:: EXERCISE REQUIREMENTS ::
After locating the line that contains "TASK = place a pin on each instance of the red", restate it and each later line word for word through the end of the records.

───── GIVEN DATA

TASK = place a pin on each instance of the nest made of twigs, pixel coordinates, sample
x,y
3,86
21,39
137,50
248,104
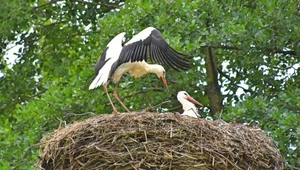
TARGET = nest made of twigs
x,y
157,141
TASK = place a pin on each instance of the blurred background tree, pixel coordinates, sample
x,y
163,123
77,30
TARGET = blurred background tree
x,y
245,57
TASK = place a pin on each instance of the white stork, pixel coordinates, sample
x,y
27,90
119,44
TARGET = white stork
x,y
117,59
188,104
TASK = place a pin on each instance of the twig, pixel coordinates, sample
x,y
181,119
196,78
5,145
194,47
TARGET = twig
x,y
11,103
153,107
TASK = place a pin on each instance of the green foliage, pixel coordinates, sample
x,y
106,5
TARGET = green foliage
x,y
257,44
278,116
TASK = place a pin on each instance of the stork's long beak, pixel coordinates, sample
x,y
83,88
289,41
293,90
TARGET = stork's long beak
x,y
189,98
163,79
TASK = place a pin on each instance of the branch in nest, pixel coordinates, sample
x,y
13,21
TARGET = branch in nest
x,y
156,106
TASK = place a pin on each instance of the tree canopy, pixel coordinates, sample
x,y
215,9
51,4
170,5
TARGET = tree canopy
x,y
245,65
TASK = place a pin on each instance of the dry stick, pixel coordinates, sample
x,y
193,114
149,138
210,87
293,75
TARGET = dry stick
x,y
153,107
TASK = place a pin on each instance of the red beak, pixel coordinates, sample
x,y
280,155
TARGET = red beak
x,y
163,79
189,98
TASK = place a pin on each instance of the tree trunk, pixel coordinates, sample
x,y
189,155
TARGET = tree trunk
x,y
213,88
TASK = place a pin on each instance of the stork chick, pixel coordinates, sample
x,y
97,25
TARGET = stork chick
x,y
188,104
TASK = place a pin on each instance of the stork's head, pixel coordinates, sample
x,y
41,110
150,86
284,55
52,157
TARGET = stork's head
x,y
186,100
161,73
117,40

──────────

:: EXERCISE RESPONSE ::
TASK = place a pin on each instance of the red beak, pixel coordinates, sample
x,y
280,155
TARGET = red beak
x,y
163,79
189,98
TASK = place a pin on each instance of the tree trunk, pixel coordinates, sample
x,y
189,155
TARGET = tree trunk
x,y
213,88
TASK = place a pin on each instance of the stork chick, pixel coordinates, sample
x,y
97,25
TARGET = stork chick
x,y
188,104
TASK = place a pin on each instance of the stork's head, pixel coordinates, sample
x,y
41,110
150,86
284,55
52,157
TARGET = stork's head
x,y
186,100
161,73
117,40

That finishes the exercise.